Problems:
A: From the forum post about computing the FC layer input size, list every keyword argument passed to nn.Embedding.from_pretrained.
B: Please put the records into a two-column CSV with the columns "request" and "answer", one row for each request, each value in its own quoted field with line breaks replaced by spaces. Use only the records starting with the line that contains "The service MUST return one point per instance of the shadow" and going on through the end of the records.

>> begin Selected text

Computing FC Layer Input Size for 1D Text CNN with Multiple CNN Layers

Hello,

I am translating some Keras code into PyTorch. Unfortunately I’m finding it hard to compute the input size for the fully connected layer in my multi-layer CNN. I understand that PyTorch expects this to be passed explicitly and that the docs for nn.Conv1d and nn.MaxPool1d provide formulas to compute the input size. Would someone be willing to check that I’ve implemented these formulas correctly? Note that kernel_sizes is a list of kernel sizes for each nn.Conv1d layer. Thanks very much for any assistance.

class DeepCNN(nn.Module):

    def __init__(
        self,
        n_classes,
        max_seq_len,
        embedding_matrix,
        kernel_sizes,
        conv_dropout_rates,
        n_fc_neurons_l0,
        n_fc_neurons_l1,
        fc_dropout_rate_l0,
        fc_dropout_rate_l1,
        pad_idx
    ):
        super(DeepCNN, self).__init__()
        
        layers, drops, pools = [], [], []
        embedding_dim = embedding_matrix.shape[1]
        
        # Embedding layer
        self.embedding = nn.Embedding.from_pretrained(
            embeddings=embedding_matrix,
            freeze=False,
            padding_idx=pad_idx,
            max_norm=None,
            norm_type=2,
            scale_grad_by_freq=False,
            sparse=False
        )
        
        # Conv layer 0
        layers.append(
            nn.Conv1d(
                in_channels=embedding_dim,
                out_channels=embedding_dim,
                kernel_size=kernel_sizes[0],
                stride=1,
                padding=0
            )
        )
        drops.append(
            nn.Dropout(p=conv_dropout_rates[0])
        )
        pools.append(
            nn.MaxPool1d(
                kernel_size=2,
                stride=None,
                padding=0
            )
        )

>> end Selected text
>> begin Data extract

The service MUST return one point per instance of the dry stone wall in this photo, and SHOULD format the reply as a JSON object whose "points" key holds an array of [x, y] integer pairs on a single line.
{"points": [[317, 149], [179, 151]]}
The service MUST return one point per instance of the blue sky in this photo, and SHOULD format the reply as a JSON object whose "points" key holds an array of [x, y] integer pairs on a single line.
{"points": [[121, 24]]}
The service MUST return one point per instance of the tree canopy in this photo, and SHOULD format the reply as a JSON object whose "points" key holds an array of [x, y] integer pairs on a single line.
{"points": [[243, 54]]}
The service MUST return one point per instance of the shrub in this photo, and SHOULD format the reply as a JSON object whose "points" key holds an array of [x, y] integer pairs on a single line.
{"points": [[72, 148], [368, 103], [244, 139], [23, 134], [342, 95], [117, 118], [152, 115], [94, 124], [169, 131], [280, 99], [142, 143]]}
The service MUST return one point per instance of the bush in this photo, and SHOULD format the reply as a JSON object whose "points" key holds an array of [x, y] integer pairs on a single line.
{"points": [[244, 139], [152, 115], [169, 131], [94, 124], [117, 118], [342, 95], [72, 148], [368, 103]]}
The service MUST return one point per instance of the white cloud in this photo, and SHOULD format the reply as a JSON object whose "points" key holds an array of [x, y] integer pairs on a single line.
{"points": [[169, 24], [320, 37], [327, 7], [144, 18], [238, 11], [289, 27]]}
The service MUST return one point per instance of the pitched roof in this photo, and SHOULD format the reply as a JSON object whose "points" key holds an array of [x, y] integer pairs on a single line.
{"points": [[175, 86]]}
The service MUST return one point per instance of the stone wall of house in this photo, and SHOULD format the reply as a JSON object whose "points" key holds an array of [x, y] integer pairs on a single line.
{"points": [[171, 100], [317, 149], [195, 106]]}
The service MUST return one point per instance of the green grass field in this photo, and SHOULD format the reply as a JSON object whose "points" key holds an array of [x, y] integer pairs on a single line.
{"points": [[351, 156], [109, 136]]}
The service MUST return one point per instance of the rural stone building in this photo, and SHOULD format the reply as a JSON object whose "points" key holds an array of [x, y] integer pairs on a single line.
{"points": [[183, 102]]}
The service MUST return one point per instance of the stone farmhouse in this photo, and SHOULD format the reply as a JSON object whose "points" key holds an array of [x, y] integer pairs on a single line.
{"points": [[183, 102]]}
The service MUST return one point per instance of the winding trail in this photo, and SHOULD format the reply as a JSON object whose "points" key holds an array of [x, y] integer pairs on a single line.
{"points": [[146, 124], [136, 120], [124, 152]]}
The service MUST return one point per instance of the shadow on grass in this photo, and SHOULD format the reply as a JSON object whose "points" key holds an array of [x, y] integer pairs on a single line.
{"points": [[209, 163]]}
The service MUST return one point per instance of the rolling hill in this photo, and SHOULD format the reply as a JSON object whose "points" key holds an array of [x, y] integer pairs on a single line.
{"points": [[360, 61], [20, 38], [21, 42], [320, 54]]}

>> end Data extract

Answers for this exercise:
A: embeddings, freeze, padding_idx, max_norm, norm_type, scale_grad_by_freq, sparse

B:
request,answer
"The service MUST return one point per instance of the shadow on grass in this photo, and SHOULD format the reply as a JSON object whose ""points"" key holds an array of [x, y] integer pairs on a single line.","{""points"": [[209, 163]]}"
"The service MUST return one point per instance of the rolling hill in this photo, and SHOULD format the reply as a JSON object whose ""points"" key holds an array of [x, y] integer pairs on a single line.","{""points"": [[360, 61], [20, 38], [21, 42], [320, 54]]}"